:: Pointing dataset rows ::
###

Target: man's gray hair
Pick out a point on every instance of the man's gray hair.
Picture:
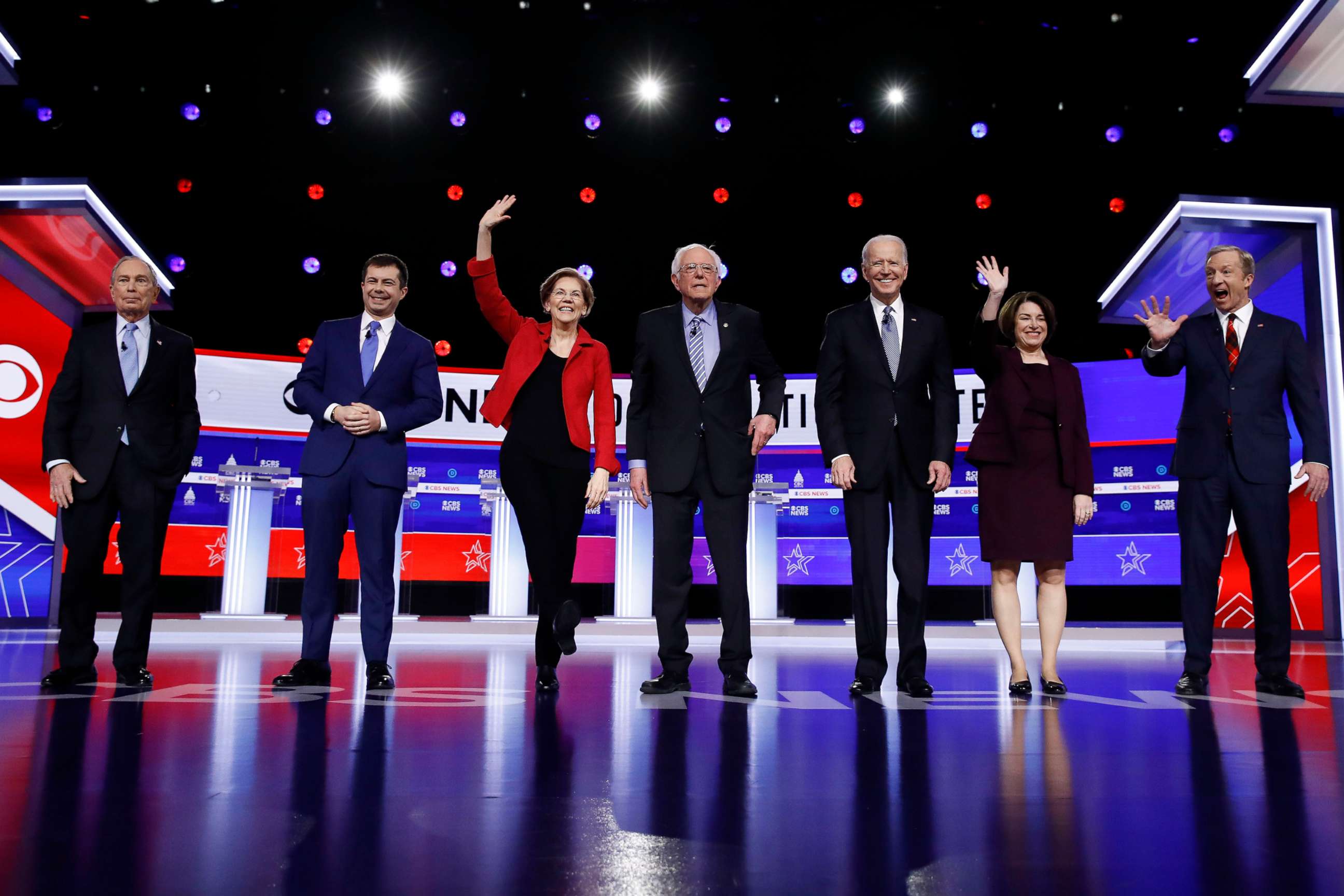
(886, 238)
(677, 260)
(153, 277)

###

:: GIVEN REQUEST ::
Copy all of the rows above word for word, but leave out the pictures.

:: RESULT OF THIS EXERCISE ::
Target: man's gray hair
Pick out a point on every instance of the man's gray hair.
Picture:
(886, 238)
(677, 260)
(153, 277)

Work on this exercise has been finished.